• _Assignment_
Would you return the entries below word for word?

────

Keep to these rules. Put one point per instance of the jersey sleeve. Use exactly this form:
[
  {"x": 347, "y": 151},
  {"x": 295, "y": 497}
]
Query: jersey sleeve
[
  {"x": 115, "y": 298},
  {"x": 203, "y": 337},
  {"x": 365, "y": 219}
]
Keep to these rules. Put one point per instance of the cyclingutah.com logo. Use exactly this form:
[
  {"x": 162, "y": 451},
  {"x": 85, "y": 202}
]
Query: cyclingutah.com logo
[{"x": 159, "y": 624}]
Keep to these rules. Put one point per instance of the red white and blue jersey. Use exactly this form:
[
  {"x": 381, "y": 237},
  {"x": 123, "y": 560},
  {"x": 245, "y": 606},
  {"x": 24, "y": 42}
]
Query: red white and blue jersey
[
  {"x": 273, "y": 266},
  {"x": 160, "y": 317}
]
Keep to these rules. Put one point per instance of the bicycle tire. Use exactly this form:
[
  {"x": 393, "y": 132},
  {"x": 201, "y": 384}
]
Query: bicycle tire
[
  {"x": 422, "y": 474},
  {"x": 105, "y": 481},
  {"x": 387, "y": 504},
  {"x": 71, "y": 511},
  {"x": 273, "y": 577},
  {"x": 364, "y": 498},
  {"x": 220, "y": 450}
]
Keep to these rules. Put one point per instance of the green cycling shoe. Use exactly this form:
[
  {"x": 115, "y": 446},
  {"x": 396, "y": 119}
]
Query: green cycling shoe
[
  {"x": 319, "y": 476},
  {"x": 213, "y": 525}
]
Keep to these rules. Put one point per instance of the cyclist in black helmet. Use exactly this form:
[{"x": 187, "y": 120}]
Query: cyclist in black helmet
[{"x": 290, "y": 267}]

────

• _Exercise response_
Keep to these rules. Put one point per instance of the jersey sleeve. Use exactly this form:
[
  {"x": 347, "y": 151},
  {"x": 295, "y": 497}
]
Query: jersey sleeve
[
  {"x": 115, "y": 298},
  {"x": 203, "y": 337},
  {"x": 365, "y": 219}
]
Keep to these rules. Put one point per instance of the cyclingutah.com logo. Use exactly this form:
[
  {"x": 162, "y": 451},
  {"x": 85, "y": 202}
]
Query: cyclingutah.com logo
[{"x": 159, "y": 624}]
Keep to these rules. Put one point per instance of the red white and blue jersey. Use exactly this form:
[
  {"x": 381, "y": 237},
  {"x": 123, "y": 560},
  {"x": 245, "y": 606},
  {"x": 24, "y": 42}
]
Query: red white and blue jersey
[
  {"x": 273, "y": 266},
  {"x": 160, "y": 317}
]
Keep to these rules. Put one point per instance of the bicycle tire. Use exactly this form:
[
  {"x": 393, "y": 132},
  {"x": 201, "y": 384}
]
Query: bicycle tire
[
  {"x": 422, "y": 474},
  {"x": 105, "y": 481},
  {"x": 387, "y": 504},
  {"x": 71, "y": 511},
  {"x": 273, "y": 577},
  {"x": 364, "y": 498},
  {"x": 220, "y": 450}
]
Keep to these rules. Put one point per instance of the green cycling shoe. Use exactly this form:
[
  {"x": 115, "y": 446},
  {"x": 396, "y": 119}
]
Query: green cycling shoe
[
  {"x": 319, "y": 476},
  {"x": 213, "y": 525}
]
Keep to these rules. Put one point per instance of the cyclist in black helmet. Use exactly this form:
[{"x": 187, "y": 120}]
Query: cyclist in black helmet
[{"x": 290, "y": 267}]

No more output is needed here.